What to produce:
Rewrite the rows from the first line through the line containing "<point>532,87</point>", keeping every line in order. Multiply each coordinate in the answer points by 1.55 and round to whole numbers with halves going up, but leave the points shown as format models unchanged.

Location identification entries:
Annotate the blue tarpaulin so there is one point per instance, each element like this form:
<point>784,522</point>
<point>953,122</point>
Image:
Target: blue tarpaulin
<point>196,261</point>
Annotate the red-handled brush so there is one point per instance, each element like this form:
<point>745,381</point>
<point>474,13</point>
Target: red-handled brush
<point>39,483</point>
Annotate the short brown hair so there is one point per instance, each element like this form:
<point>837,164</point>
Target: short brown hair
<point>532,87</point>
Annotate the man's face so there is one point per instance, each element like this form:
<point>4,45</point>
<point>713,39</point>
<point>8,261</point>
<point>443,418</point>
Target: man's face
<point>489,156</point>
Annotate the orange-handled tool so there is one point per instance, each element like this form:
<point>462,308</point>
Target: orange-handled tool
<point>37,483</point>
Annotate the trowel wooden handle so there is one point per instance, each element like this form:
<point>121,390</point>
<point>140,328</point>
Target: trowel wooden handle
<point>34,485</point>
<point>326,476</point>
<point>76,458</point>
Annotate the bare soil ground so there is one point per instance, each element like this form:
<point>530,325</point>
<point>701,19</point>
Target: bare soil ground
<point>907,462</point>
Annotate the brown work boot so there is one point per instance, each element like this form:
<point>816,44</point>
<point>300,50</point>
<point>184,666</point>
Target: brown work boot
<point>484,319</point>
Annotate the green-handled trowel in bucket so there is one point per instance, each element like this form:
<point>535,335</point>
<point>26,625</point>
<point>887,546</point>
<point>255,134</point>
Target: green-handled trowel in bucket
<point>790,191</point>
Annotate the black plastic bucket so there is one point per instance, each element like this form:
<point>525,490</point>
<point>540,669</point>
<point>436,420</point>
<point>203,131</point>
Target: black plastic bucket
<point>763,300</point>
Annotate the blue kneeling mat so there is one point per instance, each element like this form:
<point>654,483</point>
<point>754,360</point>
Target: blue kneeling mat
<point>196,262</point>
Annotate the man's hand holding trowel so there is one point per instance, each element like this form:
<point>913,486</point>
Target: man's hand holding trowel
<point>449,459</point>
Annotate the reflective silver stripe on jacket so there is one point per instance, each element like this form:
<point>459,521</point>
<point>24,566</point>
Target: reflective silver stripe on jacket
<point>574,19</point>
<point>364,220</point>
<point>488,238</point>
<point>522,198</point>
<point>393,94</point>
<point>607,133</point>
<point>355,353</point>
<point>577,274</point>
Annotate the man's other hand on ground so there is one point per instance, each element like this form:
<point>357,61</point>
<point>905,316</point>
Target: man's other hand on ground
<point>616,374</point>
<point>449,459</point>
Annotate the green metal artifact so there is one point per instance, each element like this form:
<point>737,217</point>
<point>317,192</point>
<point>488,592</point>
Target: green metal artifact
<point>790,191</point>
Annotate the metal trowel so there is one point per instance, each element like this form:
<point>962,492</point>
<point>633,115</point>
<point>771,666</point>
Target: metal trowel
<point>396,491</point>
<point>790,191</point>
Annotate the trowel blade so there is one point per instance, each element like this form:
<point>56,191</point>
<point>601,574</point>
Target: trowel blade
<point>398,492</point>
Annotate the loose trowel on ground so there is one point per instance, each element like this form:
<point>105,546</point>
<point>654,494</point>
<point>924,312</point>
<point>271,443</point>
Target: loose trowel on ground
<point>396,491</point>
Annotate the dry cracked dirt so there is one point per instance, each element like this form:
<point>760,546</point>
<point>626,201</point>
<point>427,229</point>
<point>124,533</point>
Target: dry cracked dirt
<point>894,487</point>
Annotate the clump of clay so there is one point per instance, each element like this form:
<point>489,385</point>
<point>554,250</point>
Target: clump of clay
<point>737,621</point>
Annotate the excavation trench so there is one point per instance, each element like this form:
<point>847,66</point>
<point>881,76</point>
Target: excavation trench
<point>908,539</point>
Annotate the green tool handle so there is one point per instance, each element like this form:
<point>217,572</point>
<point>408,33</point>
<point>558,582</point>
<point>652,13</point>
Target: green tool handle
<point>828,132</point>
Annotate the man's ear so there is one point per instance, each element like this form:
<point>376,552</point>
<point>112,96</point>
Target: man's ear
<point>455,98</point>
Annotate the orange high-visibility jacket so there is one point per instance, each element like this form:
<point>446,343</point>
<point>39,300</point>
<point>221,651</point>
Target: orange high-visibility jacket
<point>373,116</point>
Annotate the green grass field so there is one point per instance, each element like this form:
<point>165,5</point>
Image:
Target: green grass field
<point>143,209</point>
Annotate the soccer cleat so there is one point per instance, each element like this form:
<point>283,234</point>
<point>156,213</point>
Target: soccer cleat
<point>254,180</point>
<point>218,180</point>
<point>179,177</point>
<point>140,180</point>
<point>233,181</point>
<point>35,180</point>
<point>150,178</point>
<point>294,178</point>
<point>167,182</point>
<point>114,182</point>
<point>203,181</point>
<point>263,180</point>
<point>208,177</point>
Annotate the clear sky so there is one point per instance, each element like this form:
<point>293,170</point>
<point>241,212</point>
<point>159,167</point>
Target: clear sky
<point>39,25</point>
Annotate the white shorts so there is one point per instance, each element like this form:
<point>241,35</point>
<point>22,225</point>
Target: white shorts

Solution to the exercise:
Annotate the blue tarpaulin so there is one point per instance, each element like this form:
<point>784,522</point>
<point>953,122</point>
Image:
Target: blue tarpaulin
<point>304,405</point>
Annotate the red-handled brush so there is one point per instance, each element like this form:
<point>745,381</point>
<point>474,13</point>
Target: red-handled brush
<point>60,749</point>
Annotate the short brown hair so there is one point per instance, each element like this form:
<point>837,164</point>
Target: short brown hair
<point>825,135</point>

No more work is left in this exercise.